TASK OBJECTIVE: In the records below, find the line containing "Please tag the black leggings"; give it again exactly, along with every line that follows, and nothing else.

GIVEN INFORMATION:
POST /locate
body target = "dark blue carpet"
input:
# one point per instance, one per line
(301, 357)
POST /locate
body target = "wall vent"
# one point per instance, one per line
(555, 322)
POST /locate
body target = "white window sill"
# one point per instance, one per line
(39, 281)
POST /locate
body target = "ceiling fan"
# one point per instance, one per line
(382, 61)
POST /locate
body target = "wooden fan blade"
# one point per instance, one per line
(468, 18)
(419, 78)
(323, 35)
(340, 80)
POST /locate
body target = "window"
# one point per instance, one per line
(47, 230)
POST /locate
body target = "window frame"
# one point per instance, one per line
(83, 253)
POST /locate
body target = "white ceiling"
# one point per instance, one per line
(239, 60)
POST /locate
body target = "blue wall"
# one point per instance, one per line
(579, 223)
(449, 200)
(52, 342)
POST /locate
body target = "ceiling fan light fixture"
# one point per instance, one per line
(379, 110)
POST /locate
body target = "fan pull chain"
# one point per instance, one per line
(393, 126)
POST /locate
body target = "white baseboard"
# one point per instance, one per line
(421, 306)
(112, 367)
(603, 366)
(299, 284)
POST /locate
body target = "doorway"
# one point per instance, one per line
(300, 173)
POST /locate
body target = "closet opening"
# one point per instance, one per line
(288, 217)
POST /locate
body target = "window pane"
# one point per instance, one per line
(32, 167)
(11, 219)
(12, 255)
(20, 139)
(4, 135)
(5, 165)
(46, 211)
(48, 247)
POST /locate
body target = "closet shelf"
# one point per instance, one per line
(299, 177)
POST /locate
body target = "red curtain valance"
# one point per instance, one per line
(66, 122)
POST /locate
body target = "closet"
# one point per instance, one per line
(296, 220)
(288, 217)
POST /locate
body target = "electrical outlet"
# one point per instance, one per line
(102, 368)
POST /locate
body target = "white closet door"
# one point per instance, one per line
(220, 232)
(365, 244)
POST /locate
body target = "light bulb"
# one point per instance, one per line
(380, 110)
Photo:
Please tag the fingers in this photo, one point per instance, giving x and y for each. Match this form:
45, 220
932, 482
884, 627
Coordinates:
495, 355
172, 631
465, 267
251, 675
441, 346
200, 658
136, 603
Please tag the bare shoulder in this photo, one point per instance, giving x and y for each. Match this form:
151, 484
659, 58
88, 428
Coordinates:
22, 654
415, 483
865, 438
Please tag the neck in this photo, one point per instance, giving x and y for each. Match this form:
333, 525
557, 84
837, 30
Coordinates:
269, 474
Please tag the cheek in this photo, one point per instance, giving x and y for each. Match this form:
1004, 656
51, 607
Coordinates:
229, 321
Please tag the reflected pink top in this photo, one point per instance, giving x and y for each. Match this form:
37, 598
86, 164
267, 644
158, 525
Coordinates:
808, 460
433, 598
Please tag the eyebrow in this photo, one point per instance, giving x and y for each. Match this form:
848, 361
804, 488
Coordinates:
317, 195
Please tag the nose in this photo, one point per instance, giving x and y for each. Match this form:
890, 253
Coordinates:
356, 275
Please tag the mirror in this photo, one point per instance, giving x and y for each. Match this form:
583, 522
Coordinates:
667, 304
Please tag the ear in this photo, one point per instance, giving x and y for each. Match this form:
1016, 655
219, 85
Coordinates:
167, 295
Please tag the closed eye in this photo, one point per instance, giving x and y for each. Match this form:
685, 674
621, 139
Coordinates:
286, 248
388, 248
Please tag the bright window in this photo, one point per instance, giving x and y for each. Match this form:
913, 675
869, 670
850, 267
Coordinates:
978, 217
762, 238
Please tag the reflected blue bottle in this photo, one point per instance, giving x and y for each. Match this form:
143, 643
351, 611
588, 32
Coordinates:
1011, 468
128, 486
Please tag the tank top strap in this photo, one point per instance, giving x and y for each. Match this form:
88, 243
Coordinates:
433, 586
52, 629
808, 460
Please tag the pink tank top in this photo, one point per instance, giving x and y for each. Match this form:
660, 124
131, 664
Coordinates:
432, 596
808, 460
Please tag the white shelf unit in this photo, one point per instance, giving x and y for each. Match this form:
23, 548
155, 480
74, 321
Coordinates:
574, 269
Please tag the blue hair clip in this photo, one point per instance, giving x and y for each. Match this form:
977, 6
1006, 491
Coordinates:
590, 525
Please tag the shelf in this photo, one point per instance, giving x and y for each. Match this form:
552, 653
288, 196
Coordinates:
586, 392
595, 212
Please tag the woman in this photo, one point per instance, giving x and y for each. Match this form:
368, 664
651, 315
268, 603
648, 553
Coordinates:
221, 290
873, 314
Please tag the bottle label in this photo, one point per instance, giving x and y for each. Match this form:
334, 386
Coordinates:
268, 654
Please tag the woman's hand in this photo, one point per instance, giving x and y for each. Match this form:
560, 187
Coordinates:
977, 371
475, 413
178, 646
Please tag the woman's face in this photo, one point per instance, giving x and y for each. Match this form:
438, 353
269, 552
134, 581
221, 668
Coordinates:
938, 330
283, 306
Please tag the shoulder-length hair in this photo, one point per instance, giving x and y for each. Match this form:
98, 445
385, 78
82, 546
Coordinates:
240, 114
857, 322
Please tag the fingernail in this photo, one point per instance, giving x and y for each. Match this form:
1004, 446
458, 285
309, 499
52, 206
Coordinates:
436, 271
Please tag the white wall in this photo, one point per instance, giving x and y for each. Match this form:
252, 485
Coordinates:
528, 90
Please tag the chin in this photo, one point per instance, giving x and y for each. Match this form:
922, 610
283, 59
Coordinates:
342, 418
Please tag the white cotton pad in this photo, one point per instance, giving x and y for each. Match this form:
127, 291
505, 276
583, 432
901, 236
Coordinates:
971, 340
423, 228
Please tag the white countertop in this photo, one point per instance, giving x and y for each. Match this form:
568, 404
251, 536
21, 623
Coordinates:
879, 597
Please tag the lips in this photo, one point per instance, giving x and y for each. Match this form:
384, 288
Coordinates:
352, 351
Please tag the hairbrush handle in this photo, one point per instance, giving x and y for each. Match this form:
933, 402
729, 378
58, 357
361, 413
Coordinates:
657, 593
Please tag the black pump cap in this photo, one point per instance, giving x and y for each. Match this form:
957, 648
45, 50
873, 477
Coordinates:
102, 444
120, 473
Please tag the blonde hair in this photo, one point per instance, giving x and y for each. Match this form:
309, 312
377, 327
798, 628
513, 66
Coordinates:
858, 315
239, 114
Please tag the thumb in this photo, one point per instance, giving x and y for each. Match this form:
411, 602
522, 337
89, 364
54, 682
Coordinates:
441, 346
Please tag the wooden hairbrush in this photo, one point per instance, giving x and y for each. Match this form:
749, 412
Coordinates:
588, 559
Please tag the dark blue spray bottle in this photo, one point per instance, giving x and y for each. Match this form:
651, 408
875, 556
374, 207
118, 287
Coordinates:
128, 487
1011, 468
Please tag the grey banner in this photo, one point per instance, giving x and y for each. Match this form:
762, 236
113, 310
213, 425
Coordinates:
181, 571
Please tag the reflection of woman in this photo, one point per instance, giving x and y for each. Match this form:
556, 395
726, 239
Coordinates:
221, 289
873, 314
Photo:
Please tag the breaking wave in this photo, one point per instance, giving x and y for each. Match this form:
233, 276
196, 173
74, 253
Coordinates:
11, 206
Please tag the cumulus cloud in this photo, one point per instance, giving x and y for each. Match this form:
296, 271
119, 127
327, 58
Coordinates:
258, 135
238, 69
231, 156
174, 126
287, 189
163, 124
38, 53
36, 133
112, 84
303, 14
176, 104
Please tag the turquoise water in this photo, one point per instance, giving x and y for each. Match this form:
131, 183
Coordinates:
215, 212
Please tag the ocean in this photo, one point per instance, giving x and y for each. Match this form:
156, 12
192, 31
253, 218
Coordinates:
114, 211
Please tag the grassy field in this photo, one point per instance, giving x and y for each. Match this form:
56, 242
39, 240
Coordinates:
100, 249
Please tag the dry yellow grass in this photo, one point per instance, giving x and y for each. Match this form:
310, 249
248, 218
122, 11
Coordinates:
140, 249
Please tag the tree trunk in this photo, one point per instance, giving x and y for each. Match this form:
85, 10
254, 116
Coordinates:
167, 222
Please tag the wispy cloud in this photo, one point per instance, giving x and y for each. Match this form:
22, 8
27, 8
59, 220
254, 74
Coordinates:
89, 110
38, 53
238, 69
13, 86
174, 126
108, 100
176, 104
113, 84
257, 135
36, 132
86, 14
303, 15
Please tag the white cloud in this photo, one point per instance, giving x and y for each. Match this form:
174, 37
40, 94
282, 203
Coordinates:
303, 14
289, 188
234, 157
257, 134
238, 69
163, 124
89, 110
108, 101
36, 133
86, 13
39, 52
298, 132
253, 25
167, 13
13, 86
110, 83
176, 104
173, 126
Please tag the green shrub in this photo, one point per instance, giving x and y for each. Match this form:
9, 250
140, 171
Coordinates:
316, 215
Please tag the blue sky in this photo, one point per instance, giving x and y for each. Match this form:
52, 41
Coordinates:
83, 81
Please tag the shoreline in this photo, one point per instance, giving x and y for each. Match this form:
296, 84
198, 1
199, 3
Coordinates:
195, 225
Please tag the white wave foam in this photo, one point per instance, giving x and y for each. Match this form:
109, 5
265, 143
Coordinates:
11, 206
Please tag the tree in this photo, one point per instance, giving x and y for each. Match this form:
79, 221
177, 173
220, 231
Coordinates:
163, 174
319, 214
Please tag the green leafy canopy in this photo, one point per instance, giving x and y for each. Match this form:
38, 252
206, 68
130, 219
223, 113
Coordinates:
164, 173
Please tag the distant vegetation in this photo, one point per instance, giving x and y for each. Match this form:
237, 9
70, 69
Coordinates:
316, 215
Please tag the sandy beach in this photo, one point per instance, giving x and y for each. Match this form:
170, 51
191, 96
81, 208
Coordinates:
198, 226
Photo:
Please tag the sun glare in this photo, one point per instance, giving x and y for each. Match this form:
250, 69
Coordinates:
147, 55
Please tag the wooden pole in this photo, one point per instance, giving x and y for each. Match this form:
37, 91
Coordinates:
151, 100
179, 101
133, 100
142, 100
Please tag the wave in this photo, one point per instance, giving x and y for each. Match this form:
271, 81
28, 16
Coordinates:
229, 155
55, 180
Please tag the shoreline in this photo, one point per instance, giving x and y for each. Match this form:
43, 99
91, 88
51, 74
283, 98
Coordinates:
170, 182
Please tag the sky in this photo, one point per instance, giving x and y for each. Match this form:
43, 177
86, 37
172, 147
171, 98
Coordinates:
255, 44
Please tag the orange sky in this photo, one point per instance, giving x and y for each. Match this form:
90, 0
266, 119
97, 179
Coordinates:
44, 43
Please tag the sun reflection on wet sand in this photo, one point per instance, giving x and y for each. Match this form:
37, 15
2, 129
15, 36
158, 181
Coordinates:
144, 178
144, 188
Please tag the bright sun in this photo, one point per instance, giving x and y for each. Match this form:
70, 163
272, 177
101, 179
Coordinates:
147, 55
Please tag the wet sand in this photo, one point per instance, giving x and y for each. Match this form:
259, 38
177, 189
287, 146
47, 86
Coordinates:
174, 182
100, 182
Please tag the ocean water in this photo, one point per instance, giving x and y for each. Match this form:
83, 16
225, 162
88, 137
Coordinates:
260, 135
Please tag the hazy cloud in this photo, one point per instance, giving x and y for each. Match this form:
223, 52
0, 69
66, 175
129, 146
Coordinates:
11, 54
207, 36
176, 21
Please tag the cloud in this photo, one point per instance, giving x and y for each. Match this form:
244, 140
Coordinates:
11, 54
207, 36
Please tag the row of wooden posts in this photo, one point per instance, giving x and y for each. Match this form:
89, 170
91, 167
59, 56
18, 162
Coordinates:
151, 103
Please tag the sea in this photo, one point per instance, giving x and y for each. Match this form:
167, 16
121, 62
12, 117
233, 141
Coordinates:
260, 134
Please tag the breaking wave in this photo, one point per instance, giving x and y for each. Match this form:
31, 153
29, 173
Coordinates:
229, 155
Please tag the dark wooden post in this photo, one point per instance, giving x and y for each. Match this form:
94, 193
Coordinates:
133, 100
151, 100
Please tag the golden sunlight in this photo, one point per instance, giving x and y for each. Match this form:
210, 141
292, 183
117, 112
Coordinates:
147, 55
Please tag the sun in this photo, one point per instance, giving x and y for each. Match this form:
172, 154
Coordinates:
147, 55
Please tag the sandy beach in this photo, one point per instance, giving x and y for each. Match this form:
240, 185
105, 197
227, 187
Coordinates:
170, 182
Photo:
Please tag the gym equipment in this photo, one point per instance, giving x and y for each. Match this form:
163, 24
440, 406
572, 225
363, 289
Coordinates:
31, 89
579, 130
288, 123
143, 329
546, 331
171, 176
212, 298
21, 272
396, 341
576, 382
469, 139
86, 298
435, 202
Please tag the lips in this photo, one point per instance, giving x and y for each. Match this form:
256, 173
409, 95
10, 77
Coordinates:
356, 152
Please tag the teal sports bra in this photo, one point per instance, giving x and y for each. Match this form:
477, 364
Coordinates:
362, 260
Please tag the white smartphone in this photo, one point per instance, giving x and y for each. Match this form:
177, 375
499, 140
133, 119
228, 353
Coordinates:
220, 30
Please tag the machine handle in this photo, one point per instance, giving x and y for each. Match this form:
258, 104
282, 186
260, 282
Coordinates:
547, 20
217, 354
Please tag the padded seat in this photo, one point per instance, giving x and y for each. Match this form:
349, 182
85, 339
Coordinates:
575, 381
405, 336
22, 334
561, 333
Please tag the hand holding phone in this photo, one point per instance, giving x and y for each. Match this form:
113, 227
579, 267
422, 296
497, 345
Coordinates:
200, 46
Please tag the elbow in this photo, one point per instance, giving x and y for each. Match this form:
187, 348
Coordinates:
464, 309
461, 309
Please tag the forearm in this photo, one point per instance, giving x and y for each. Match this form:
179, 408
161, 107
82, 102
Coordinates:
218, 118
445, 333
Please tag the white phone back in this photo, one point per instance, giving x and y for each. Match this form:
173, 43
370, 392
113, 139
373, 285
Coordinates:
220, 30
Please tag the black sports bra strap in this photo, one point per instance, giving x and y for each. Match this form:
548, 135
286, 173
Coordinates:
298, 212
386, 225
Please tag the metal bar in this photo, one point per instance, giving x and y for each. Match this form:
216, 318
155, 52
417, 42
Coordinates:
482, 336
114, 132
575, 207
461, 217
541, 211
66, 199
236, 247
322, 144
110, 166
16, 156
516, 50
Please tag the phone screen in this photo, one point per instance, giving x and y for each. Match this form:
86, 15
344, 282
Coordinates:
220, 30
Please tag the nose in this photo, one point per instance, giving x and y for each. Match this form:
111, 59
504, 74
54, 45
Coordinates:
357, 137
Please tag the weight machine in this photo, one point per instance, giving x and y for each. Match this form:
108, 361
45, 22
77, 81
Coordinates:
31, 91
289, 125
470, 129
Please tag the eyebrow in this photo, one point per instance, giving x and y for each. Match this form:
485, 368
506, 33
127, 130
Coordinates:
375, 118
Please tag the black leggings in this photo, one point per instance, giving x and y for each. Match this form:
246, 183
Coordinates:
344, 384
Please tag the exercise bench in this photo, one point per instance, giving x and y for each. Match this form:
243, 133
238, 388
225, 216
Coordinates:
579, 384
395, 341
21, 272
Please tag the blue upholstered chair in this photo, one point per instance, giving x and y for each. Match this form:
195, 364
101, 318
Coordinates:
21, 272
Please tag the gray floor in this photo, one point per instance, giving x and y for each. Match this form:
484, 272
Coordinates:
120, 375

SOLUTION TO THE PROBLEM:
Please tag the black leggings in this photo, one point per instance, giving x and y for each. Match this form:
246, 183
Coordinates:
344, 384
Please tag the exercise bench in this photo, one point per instance, giving x and y for each. Match this form:
243, 133
238, 388
225, 216
Coordinates:
579, 384
395, 341
21, 272
Please tag the blue upholstered chair in this photo, one point per instance, giving x and y for each. Match this form:
195, 364
101, 318
Coordinates:
21, 272
Please tag the gray floor in this photo, one point per instance, giving x and y for each. Match this form:
484, 272
Coordinates:
120, 375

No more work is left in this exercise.